■ **Text block**
----------

Re: [PATCH v2 12/19] qcow2: Fix cache_clean_timer

qemu-devel.nongnu.org archive mirror
 help / color / mirror / Atom feed

From: Kevin Wolf <kwolf@redhat.com>
To: Hanna Czenczek <hreitz@redhat.com>
Cc: qemu-block@nongnu.org, qemu-devel@nongnu.org,
	"Stefan Hajnoczi" <stefanha@redhat.com>,
	"Paolo Bonzini" <pbonzini@redhat.com>,
	"Richard W . M . Jones" <rjones@redhat.com>,
	"Ilya Dryomov" <idryomov@gmail.com>,
	"Peter Lieven" <pl@dlhnet.de>,
	"Philippe Mathieu-Daudé" <philmd@linaro.org>,
	"Alex Bennée" <alex.bennee@linaro.org>,
	"Fam Zheng" <fam@euphon.net>,
	"Ronnie Sahlberg" <ronniesahlberg@gmail.com>
Subject: Re: [PATCH v2 12/19] qcow2: Fix cache_clean_timer
Date: Mon, 17 Nov 2025 15:50:33 +0100	[thread overview]
Message-ID: <aRs2OSuFy0HyW4EU@redhat.com> (raw)
In-Reply-To: <20251110154854.151484-13-hreitz@redhat.com>

Am 10.11.2025 um 16:48 hat Hanna Czenczek geschrieben:
> The cache-cleaner runs as a timer CB in the BDS AioContext.  With
> multiqueue, it can run concurrently to I/O requests, and because it does
> not take any lock, this can break concurrent cache accesses, corrupting
> the image.  While the chances of this happening are low, it can be
> reproduced e.g. by modifying the code to schedule the timer CB every
> 5 ms (instead of at most once per second) and modifying the last (inner)
> while loop of qcow2_cache_clean_unused() like so:
> 
>     while (i < c->size && can_clean_entry(c, i)) {
>         for (int j = 0; j < 1000 && can_clean_entry(c, i); j++) {
>             usleep(100);
>         }
>         c->entries[i].offset = 0;
>         c->entries[i].lru_counter = 0;
>         i++;
>         to_clean++;
>     }
> 
> i.e. making it wait on purpose for the point in time where the cache is
> in use by something else.
> 
> The solution chosen for this in this patch is not the best solution, I
> hope, but I admittedly can’t come up with anything strictly better.
> 
> We can protect from concurrent cache accesses either by taking the
> existing s->lock, or we introduce a new (non-coroutine) mutex
> specifically for cache accesses.  I would prefer to avoid the latter so
> as not to introduce additional (very slight) overhead.
> 
> Using s->lock, which is a coroutine mutex, however means that we need to
> take it in a coroutine, so the timer must run in a coroutine.  We can
> transform it from the current timer CB style into a coroutine that
> sleeps for the set interval.  As a result, however, we can no longer
> just deschedule the timer to instantly guarantee it won’t run anymore,
> but have to await the coroutine’s exit.

----------

■ **What is being asked**
Write out the qcow2 patch email again, starting with "In-Reply-To: <20251110154854.151484-13-hreitz@redhat.com>" and going on through "the last (inner)", and replace "image" with "disk image".

■ **Source material**
----------

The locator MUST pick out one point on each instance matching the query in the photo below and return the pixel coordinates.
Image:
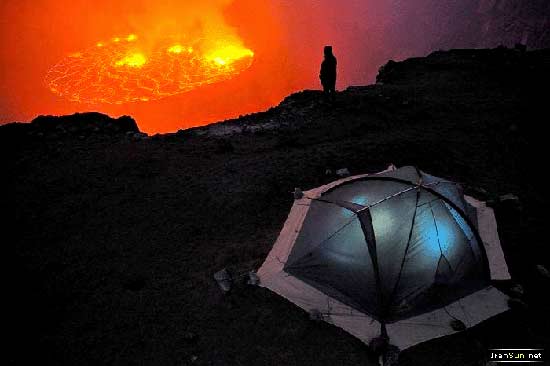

----------

■ **The completed task**
In-Reply-To: <20251110154854.151484-13-hreitz@redhat.com>

Am 10.11.2025 um 16:48 hat Hanna Czenczek geschrieben:
> The cache-cleaner runs as a timer CB in the BDS AioContext.  With
> multiqueue, it can run concurrently to I/O requests, and because it does
> not take any lock, this can break concurrent cache accesses, corrupting
> the disk image.  While the chances of this happening are low, it can be
> reproduced e.g. by modifying the code to schedule the timer CB every
> 5 ms (instead of at most once per second) and modifying the last (inner)